Guyana preparing to deal with expected influx of deportees from US – President
The Foreign Affairs and Citizenship Ministries are working with non-governmental organisations (NGOs) in preparation to handle any possible influx of deportees from the United States, as U.S. President Donald Trump continues his crackdown on illegal immigrants.
President David Granger told the Guyana Times newspaper, during an interview at the Ministry of the Presidency on Thursday, that moves are already afoot to put the necessary infrastructure and facilities in place to receive deportees, even though the United States is yet to inform the Government of any intention to return illegal immigrants.
Should a batch of deportees arrive, the Guyanese Head of State explained that the individuals would have to be classified into various categories and then dealt with accordingly.
“All deportees are not the same. Some may have committed minor offences and some may have committed more serious offences. Some may have gone to foreign countries as children, and they don’t know anybody, they don’t have relatives here, there is no home for them to go; and others may have difference circumstances,” the President explained.

■ PARTS OF THE EXERCISE ■
[1] Answer these questions from the news report on deportees:
(a) Which two ministries are working with non-governmental organisations?
(b) Where and on what day did President Granger give his interview to the Guyana Times?
(c) What would first have to be done with a batch of deportees before they are dealt with accordingly?
[2] Restate word for word the part of the news report from "Guyana preparing to" to "dealt with accordingly.".

Dataset entries
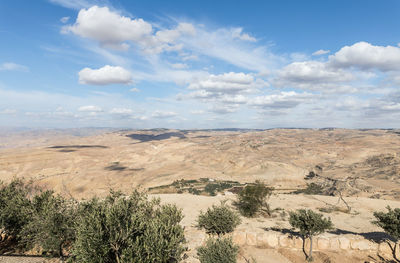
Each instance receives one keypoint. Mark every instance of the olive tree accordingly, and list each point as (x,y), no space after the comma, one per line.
(254,199)
(128,229)
(390,223)
(221,250)
(15,207)
(219,219)
(310,224)
(51,226)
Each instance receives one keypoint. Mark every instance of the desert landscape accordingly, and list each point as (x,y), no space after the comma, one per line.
(180,166)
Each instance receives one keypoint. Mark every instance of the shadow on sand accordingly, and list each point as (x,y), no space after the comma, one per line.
(159,137)
(74,148)
(116,166)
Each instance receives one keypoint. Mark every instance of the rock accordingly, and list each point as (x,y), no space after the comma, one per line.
(262,240)
(334,243)
(239,238)
(272,240)
(361,244)
(344,243)
(251,239)
(298,242)
(323,243)
(285,241)
(384,248)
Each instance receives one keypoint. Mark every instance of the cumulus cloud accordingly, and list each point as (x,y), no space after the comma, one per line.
(90,108)
(312,71)
(11,66)
(163,114)
(8,111)
(283,100)
(121,111)
(115,31)
(64,19)
(134,90)
(366,56)
(320,52)
(107,27)
(105,76)
(231,82)
(237,33)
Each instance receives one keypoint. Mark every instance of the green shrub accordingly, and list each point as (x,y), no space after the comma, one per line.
(311,189)
(221,250)
(15,207)
(254,199)
(310,224)
(214,188)
(219,220)
(390,223)
(52,224)
(128,229)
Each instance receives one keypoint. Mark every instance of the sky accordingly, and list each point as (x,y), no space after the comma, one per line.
(200,64)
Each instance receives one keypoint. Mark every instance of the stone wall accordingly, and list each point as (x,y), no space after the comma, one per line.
(274,239)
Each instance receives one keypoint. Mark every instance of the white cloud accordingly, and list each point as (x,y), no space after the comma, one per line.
(11,66)
(197,112)
(8,111)
(320,52)
(105,76)
(179,65)
(366,56)
(74,4)
(90,108)
(225,83)
(283,100)
(224,109)
(237,33)
(163,114)
(312,71)
(113,31)
(64,19)
(121,111)
(109,28)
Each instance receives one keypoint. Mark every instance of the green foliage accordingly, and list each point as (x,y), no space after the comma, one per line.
(219,220)
(221,250)
(254,199)
(51,225)
(309,223)
(214,188)
(311,189)
(128,229)
(389,222)
(15,207)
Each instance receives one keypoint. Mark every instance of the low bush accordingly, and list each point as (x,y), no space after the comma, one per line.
(254,199)
(390,223)
(221,250)
(310,224)
(311,189)
(219,220)
(15,207)
(51,226)
(128,229)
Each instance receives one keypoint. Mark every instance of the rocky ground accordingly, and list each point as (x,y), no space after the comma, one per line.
(365,164)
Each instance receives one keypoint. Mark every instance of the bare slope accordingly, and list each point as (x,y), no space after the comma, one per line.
(86,166)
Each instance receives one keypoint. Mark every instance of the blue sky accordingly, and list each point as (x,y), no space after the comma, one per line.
(199,64)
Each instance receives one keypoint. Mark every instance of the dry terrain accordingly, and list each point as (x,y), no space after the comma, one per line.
(82,164)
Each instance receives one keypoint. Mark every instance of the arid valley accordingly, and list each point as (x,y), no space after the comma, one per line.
(176,165)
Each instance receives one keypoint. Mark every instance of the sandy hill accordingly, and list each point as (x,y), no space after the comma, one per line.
(83,166)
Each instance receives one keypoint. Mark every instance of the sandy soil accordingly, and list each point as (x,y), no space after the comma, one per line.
(87,166)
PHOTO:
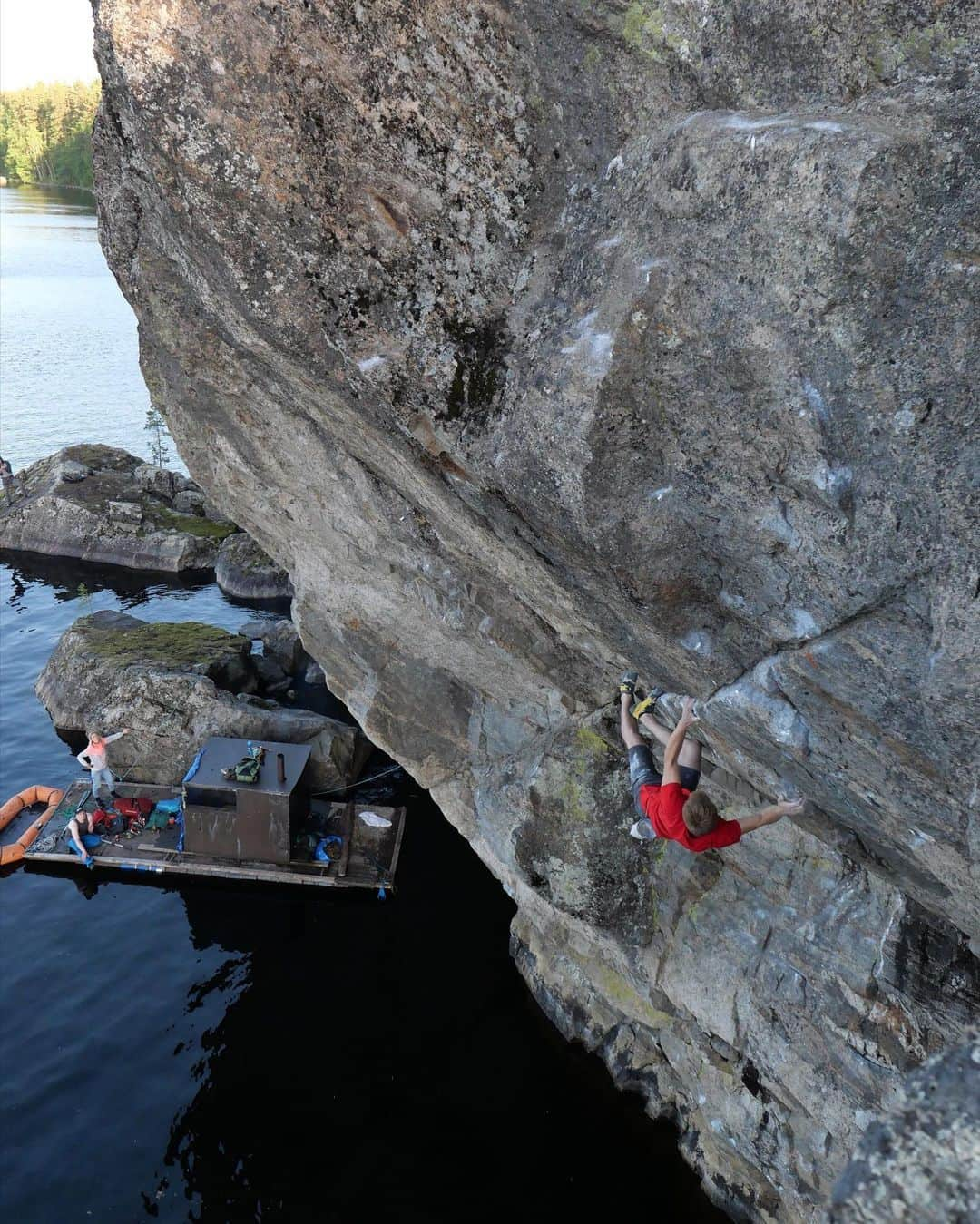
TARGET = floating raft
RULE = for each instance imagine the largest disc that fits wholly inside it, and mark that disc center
(368, 857)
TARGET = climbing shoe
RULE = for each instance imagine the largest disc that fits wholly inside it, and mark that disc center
(645, 703)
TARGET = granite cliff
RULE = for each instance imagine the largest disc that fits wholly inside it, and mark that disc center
(536, 339)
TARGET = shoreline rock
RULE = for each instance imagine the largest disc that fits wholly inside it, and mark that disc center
(104, 504)
(175, 684)
(245, 572)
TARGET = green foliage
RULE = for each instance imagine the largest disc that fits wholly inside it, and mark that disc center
(155, 427)
(45, 133)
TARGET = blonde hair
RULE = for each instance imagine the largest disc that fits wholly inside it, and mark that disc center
(700, 814)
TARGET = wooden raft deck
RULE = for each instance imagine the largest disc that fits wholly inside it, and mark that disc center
(368, 857)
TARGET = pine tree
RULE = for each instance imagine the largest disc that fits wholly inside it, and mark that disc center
(159, 435)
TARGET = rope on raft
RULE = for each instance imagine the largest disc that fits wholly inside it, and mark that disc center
(364, 781)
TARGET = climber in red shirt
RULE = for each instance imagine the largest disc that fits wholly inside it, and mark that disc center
(667, 803)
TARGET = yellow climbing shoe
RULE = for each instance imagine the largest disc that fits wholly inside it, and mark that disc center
(645, 704)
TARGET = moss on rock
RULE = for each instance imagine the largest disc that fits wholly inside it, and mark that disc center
(174, 644)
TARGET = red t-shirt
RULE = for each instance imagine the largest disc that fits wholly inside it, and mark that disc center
(664, 807)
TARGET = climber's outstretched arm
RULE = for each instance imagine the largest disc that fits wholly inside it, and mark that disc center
(671, 751)
(769, 816)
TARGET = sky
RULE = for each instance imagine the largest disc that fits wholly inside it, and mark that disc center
(45, 41)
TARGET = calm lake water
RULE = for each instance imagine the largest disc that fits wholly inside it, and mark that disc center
(223, 1054)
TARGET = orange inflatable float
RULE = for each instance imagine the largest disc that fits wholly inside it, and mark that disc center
(46, 795)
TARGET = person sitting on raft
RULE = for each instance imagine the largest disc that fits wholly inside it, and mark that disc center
(81, 828)
(93, 757)
(668, 803)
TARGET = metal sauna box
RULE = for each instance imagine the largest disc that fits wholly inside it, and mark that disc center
(252, 821)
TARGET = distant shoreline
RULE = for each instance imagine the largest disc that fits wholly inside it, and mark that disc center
(67, 186)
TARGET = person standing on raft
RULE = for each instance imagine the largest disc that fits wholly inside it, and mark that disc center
(93, 757)
(667, 803)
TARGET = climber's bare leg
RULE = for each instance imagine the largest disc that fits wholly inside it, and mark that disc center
(628, 725)
(691, 751)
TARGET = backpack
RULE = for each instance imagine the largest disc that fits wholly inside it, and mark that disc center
(133, 808)
(248, 768)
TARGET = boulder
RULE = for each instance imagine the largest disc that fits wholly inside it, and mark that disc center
(189, 501)
(313, 673)
(586, 337)
(919, 1163)
(71, 473)
(243, 571)
(103, 504)
(127, 513)
(174, 686)
(155, 480)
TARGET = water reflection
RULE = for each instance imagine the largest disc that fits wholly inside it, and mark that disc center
(71, 579)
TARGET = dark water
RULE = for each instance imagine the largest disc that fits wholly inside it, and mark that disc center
(235, 1054)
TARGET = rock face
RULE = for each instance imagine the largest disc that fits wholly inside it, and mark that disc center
(280, 642)
(541, 339)
(921, 1161)
(103, 504)
(243, 571)
(172, 683)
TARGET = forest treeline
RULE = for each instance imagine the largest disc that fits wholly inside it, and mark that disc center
(45, 133)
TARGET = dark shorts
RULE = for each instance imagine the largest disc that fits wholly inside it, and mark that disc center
(643, 772)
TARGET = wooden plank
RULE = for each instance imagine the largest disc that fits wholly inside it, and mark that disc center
(210, 870)
(397, 851)
(347, 825)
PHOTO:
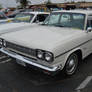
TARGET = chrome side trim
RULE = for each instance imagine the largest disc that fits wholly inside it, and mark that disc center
(29, 61)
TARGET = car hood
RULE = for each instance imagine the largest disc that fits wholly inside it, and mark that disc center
(12, 27)
(42, 37)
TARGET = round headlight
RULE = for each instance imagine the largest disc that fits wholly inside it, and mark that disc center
(40, 54)
(48, 57)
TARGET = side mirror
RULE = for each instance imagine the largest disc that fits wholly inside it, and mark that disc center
(89, 29)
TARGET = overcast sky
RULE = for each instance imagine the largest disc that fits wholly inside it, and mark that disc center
(12, 3)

■ EXPECTED RESPONSES ■
[1]
(a) The Foreign Affairs and Citizenship Ministries.
(b) At the Ministry of the Presidency, on Thursday.
(c) They would have to be classified into various categories.

[2]
Guyana preparing to deal with expected influx of deportees from US – President
The Foreign Affairs and Citizenship Ministries are working with non-governmental organisations (NGOs) in preparation to handle any possible influx of deportees from the United States, as U.S. President Donald Trump continues his crackdown on illegal immigrants.
President David Granger told the Guyana Times newspaper, during an interview at the Ministry of the Presidency on Thursday, that moves are already afoot to put the necessary infrastructure and facilities in place to receive deportees, even though the United States is yet to inform the Government of any intention to return illegal immigrants.
Should a batch of deportees arrive, the Guyanese Head of State explained that the individuals would have to be classified into various categories and then dealt with accordingly.